→ **WHAT NEEDS TO BE DONE**
Please retype, character for character, the portion of the entries below that runs from the line containing "Q: For each instance of the front wheel" to the last line.

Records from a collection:
BEGIN

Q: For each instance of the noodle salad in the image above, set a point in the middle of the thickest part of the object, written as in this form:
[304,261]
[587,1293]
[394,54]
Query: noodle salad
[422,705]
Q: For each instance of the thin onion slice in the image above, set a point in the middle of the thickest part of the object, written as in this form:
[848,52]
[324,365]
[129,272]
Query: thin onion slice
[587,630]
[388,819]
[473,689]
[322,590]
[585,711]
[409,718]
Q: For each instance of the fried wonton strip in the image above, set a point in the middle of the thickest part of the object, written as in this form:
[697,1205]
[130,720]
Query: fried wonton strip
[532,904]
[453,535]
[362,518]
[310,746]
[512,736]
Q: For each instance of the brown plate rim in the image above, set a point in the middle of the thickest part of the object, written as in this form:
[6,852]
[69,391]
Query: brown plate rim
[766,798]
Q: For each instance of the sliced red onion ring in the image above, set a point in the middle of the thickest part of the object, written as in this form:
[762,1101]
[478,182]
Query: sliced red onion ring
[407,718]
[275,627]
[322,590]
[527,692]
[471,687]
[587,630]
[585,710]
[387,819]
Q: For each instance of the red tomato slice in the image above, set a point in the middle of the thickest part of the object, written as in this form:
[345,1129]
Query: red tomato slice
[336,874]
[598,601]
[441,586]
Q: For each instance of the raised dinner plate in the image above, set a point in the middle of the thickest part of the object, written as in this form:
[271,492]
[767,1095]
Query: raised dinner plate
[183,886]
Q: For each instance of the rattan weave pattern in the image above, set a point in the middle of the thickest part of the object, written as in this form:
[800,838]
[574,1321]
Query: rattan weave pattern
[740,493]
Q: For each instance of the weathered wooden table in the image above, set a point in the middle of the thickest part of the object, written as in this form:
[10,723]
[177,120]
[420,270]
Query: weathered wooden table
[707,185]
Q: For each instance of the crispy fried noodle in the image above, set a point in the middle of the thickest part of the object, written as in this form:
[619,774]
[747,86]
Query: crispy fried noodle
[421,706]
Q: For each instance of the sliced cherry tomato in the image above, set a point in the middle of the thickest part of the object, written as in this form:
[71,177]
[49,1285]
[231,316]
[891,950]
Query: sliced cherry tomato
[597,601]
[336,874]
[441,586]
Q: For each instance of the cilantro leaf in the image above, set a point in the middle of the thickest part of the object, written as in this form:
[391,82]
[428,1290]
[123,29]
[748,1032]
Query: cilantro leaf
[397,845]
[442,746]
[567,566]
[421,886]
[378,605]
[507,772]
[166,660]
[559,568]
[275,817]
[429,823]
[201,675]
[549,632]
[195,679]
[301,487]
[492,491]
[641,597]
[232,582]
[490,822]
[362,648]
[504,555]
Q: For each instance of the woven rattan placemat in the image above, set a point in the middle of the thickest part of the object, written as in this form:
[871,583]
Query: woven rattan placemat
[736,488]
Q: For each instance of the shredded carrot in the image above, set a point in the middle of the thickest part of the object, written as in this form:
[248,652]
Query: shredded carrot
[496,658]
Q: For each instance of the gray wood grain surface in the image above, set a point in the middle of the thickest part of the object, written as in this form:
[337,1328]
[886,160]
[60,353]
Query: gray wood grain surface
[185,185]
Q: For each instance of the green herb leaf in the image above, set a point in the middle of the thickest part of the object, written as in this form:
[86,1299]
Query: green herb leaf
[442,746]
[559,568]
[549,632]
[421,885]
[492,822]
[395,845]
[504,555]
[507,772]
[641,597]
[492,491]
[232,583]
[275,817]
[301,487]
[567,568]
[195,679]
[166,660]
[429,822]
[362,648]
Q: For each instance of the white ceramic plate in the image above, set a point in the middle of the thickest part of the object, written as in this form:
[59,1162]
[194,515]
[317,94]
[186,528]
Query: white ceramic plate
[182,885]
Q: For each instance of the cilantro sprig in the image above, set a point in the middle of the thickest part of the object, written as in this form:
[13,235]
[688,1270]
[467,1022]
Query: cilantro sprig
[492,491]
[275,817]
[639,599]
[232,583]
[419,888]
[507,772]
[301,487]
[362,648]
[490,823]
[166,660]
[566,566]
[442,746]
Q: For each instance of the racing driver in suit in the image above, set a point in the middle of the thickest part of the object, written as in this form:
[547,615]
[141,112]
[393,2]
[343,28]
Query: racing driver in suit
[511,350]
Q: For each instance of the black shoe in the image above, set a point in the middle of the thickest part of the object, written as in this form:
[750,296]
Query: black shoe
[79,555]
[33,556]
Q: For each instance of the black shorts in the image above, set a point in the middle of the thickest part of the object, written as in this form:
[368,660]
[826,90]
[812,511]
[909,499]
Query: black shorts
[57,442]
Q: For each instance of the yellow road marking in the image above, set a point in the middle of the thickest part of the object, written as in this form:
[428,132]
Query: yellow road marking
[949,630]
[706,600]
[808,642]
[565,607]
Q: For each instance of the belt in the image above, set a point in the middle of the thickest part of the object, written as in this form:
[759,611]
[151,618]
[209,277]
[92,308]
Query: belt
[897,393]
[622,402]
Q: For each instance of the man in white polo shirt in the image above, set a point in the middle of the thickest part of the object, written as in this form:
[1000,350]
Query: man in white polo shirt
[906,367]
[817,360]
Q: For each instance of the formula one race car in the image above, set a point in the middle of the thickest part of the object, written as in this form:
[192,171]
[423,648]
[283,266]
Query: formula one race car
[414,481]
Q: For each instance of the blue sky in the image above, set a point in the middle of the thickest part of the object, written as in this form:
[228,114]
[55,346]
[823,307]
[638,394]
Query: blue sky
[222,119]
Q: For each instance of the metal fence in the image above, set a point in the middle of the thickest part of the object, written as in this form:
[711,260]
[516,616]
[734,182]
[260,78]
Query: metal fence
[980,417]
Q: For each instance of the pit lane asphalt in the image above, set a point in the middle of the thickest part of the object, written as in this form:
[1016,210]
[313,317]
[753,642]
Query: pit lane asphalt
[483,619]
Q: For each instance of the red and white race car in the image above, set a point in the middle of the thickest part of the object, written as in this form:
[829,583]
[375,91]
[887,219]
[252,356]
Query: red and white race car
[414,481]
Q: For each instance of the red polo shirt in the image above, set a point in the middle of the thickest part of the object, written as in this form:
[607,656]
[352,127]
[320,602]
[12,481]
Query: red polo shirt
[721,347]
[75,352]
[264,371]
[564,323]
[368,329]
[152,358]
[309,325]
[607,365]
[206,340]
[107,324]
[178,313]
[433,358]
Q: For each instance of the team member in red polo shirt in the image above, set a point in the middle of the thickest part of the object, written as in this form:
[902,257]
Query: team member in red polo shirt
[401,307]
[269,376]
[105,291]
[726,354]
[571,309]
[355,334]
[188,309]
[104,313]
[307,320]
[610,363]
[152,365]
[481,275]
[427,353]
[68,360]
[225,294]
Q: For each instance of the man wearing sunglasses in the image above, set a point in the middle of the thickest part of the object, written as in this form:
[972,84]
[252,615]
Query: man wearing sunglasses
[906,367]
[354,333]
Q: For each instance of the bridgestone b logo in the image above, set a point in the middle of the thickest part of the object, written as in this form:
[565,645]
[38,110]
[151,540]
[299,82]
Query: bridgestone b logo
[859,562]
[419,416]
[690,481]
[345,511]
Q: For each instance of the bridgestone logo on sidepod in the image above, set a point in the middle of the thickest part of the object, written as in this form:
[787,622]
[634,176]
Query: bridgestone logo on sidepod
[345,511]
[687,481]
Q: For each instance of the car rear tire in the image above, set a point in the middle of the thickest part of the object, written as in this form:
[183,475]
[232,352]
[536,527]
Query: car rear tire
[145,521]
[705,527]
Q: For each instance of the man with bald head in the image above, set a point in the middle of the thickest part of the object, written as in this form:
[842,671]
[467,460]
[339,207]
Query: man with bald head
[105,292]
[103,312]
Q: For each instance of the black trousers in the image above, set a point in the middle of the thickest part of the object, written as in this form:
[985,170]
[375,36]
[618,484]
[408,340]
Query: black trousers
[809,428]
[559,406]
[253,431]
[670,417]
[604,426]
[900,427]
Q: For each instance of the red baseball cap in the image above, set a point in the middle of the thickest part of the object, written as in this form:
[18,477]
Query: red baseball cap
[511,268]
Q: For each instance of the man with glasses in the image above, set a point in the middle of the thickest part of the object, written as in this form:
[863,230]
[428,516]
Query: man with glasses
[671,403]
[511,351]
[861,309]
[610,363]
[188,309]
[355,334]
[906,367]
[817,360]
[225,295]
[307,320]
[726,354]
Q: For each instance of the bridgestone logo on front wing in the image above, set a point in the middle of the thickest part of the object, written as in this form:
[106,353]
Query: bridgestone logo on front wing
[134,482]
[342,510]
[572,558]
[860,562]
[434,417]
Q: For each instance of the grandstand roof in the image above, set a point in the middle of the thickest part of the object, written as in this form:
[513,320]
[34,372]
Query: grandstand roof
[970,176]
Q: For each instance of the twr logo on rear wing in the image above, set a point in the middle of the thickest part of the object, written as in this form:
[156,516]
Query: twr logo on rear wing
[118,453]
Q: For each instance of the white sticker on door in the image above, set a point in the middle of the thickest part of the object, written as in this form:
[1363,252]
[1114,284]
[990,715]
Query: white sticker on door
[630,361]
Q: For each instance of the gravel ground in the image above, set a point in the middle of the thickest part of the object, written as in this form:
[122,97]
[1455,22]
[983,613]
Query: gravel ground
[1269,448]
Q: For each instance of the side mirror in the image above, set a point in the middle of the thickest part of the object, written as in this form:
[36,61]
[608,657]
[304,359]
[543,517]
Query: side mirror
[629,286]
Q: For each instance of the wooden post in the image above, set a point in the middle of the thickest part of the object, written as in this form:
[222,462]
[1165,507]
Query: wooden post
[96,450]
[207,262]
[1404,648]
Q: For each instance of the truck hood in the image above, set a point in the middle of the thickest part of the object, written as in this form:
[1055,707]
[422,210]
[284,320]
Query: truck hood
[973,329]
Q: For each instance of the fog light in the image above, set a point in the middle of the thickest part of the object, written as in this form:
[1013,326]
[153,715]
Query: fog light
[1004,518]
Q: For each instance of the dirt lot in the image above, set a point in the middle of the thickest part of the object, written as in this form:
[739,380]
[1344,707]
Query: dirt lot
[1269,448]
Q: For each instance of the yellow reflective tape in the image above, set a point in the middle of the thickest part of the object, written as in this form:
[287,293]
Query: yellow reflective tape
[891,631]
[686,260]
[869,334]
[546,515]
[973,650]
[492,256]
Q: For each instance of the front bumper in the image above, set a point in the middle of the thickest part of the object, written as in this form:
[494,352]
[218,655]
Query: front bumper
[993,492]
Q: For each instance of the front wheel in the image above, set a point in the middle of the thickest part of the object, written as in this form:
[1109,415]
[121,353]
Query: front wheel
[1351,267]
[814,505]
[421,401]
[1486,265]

END

→ **WRITTEN SOLUTION**
Q: For each instance of the front wheel in the image above, set a point in the middle of the thickest part of the object, written as in this form:
[1109,415]
[121,353]
Query: front wheel
[1351,267]
[814,505]
[421,401]
[1486,265]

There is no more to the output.